(Required tasks)
**A.** Using the forum thread about pictures of Jade, say whether each statement agrees with it: (i) Jade has been with TLI's household for almost two weeks; (ii) Jade is now 16 weeks old; (iii) Mom of 4 Chi's credits Ann with the idea of posting Jade pictures. Answer yes or no for each, quoting the deciding words of the thread exactly.
**B.** In the records, reproduce word for word the stretch from the line containing "the red parked" through the line containing "column 411, row 804", both included.

# T, how about some new pics of Jade to cheer things up 'round here!!



## avbjessup (Apr 20, 2009)

So my title says it all!!


----------



## Brodysmom (Jan 8, 2009)

I could use a baby Jade fix right about now too!!  

Brodysmom


----------



## TLI (Sep 3, 2008)

Awww, how sweet of you guys to want to see my baby girl.  Be back in a sec with some pics.


----------



## avbjessup (Apr 20, 2009)

TLI said:


> Awww, how sweet of you guys to want to see my baby girl.  Be back in a sec with some pics.


Oh thank you!!!!


----------



## Mom of 4 Chi's (Apr 3, 2009)

Yes, baby Jade pics!! Good idea Ann. She always puts a smile on my face.


----------



## avbjessup (Apr 20, 2009)

Me too! Sweet, innocent darling little girl!! Plus I KNOW Teresa has nothing better to do than take adorable pics of Jade all day! LMAO!!!!!


----------



## TLI (Sep 3, 2008)

Baby Jade is 2 days shy of 16 weeks old now.  She's been with us almost 2 weeks. Seems like just a few days ago that we got her.

(Supplied data)

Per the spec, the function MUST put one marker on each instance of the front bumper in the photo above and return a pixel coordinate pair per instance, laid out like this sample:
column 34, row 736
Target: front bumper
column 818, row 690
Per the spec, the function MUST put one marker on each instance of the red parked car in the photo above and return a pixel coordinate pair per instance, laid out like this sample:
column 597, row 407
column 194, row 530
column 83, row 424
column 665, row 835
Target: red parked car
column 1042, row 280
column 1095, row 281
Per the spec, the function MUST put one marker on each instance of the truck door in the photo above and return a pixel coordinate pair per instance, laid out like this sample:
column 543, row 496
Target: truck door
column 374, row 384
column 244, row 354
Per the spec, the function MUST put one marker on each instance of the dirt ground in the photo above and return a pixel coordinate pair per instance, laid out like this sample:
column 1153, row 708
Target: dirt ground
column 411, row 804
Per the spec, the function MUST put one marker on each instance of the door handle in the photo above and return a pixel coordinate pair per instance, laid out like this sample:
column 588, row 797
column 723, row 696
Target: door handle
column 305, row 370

(Results of the tasks)
**A.**
(i) Yes: "She's been with us almost 2 weeks."
(ii) No: "Baby Jade is 2 days shy of 16 weeks old now."
(iii) Yes: "Good idea Ann."

**B.**
Per the spec, the function MUST put one marker on each instance of the red parked car in the photo above and return a pixel coordinate pair per instance, laid out like this sample:
column 597, row 407
column 194, row 530
column 83, row 424
column 665, row 835
Target: red parked car
column 1042, row 280
column 1095, row 281
Per the spec, the function MUST put one marker on each instance of the truck door in the photo above and return a pixel coordinate pair per instance, laid out like this sample:
column 543, row 496
Target: truck door
column 374, row 384
column 244, row 354
Per the spec, the function MUST put one marker on each instance of the dirt ground in the photo above and return a pixel coordinate pair per instance, laid out like this sample:
column 1153, row 708
Target: dirt ground
column 411, row 804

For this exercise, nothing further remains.